[EXERCISE OBJECTIVE]
The answer is to contain only the line containing "109L55 131L62 132L59" and the lines after it through the last one, each reproduced exactly as it appears below.

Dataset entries
┄┄┄┄┄┄

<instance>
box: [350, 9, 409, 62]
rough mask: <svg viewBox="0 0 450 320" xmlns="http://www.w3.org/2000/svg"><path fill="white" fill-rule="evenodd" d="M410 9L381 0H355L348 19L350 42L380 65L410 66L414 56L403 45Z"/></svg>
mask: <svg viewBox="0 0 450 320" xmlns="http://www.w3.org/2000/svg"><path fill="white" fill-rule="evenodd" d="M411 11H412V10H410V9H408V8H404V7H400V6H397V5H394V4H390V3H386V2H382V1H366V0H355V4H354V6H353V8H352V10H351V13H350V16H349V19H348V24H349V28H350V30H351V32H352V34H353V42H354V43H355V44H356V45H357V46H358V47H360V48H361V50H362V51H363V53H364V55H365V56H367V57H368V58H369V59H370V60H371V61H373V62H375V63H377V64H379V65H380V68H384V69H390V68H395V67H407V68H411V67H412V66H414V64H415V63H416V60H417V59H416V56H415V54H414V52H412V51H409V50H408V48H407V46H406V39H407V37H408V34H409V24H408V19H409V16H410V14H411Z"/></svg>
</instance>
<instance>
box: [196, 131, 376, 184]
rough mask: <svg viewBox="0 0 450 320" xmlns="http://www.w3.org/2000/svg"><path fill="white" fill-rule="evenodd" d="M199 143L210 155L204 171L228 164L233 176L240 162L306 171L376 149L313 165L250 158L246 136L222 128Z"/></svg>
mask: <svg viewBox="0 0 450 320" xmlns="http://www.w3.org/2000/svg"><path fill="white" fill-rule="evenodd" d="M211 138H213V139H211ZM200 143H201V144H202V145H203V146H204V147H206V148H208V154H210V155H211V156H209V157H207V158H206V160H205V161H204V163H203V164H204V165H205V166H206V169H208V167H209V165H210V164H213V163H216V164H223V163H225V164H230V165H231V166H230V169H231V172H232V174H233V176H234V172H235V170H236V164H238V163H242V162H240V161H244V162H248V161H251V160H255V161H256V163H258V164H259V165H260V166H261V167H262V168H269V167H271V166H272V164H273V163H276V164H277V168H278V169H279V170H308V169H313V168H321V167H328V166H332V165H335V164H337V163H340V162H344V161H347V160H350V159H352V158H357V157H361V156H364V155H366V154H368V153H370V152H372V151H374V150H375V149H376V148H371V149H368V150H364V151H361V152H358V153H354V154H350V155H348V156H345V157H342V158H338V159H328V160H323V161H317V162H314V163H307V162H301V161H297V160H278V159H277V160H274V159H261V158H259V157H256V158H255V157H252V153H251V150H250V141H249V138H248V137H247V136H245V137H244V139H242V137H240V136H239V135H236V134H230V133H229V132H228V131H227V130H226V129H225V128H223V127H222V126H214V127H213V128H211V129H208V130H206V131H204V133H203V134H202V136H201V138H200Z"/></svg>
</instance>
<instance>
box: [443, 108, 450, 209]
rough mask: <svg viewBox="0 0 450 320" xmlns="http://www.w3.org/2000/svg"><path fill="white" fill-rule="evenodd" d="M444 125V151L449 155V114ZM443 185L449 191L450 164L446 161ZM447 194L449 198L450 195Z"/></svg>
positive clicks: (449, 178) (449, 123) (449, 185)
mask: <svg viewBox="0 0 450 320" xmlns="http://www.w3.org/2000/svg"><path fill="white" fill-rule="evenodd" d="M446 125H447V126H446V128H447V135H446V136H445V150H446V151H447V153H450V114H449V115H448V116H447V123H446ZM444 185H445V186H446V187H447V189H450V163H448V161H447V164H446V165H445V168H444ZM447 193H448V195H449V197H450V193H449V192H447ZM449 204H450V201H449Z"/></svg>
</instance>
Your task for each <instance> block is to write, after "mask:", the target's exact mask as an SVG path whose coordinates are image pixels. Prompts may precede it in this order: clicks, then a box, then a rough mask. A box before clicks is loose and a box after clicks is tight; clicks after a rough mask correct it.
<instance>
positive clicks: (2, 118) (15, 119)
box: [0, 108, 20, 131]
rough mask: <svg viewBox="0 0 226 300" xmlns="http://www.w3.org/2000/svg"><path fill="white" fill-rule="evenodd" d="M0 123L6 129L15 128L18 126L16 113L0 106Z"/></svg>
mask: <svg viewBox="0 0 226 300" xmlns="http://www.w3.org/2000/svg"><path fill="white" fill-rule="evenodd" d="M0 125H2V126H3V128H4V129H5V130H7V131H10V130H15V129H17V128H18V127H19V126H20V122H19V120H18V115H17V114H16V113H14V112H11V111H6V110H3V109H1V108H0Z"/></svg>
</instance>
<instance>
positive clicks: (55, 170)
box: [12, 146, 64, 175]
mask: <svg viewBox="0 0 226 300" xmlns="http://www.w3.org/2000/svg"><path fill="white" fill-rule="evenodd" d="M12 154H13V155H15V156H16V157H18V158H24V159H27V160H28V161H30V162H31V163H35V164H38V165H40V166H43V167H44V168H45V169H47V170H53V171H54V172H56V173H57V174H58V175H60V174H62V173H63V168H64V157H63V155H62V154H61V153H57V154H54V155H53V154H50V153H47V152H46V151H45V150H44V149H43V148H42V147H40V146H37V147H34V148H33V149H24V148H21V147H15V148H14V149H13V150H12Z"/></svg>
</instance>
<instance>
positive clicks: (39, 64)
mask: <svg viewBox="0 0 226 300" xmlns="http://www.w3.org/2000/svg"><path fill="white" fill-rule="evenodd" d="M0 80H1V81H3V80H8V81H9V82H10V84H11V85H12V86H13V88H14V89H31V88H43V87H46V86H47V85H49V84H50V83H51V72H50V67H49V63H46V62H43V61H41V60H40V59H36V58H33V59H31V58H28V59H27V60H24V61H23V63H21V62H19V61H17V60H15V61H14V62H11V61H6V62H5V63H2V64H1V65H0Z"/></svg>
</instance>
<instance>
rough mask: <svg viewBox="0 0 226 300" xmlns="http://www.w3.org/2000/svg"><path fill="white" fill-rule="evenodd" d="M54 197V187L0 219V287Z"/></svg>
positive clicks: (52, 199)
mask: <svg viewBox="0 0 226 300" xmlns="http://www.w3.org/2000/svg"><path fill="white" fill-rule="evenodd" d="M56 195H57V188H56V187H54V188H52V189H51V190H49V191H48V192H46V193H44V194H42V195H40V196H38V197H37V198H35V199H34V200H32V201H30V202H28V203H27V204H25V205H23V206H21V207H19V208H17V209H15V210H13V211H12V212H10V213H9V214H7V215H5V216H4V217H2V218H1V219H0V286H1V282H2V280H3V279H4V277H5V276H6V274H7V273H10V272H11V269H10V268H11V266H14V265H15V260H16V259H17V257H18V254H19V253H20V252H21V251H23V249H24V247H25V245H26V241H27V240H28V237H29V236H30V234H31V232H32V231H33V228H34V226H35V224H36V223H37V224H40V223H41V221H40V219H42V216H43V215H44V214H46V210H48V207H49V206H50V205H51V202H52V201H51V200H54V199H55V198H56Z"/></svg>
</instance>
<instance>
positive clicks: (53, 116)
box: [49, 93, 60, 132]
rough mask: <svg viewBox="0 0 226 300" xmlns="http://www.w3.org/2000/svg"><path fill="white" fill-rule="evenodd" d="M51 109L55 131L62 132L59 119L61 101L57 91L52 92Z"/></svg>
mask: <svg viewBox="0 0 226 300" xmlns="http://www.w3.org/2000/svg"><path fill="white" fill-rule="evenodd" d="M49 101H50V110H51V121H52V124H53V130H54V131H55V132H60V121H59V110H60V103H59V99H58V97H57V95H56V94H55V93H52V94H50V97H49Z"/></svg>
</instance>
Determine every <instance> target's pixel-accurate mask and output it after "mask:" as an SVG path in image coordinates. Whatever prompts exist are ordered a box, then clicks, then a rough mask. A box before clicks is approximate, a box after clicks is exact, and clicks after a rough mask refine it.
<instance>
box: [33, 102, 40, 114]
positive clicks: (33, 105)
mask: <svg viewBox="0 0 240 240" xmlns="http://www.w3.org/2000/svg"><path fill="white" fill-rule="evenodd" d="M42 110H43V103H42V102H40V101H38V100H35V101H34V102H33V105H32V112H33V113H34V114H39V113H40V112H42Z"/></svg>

┄┄┄┄┄┄

[SOLUTION TO THIS PROBLEM]
rough mask: <svg viewBox="0 0 226 300" xmlns="http://www.w3.org/2000/svg"><path fill="white" fill-rule="evenodd" d="M51 109L55 131L62 132L59 119L61 101L57 91L52 92Z"/></svg>
mask: <svg viewBox="0 0 226 300" xmlns="http://www.w3.org/2000/svg"><path fill="white" fill-rule="evenodd" d="M49 101H50V110H51V121H52V124H53V130H54V131H55V132H60V121H59V110H60V103H59V99H58V97H57V95H56V94H55V93H52V94H50V97H49Z"/></svg>
</instance>
Determine every <instance> target's pixel-accurate mask and output it after "mask:" as an SVG path in image coordinates. Whatever prompts exist are ordered a box, then clicks, then a rough mask. A box before clicks is approximate, a box after clicks is exact, and clicks after a rough mask refine it.
<instance>
box: [33, 102, 40, 114]
positive clicks: (33, 105)
mask: <svg viewBox="0 0 240 240" xmlns="http://www.w3.org/2000/svg"><path fill="white" fill-rule="evenodd" d="M42 110H43V103H42V102H40V101H38V100H35V101H34V102H33V105H32V112H33V113H34V114H39V113H40V112H42Z"/></svg>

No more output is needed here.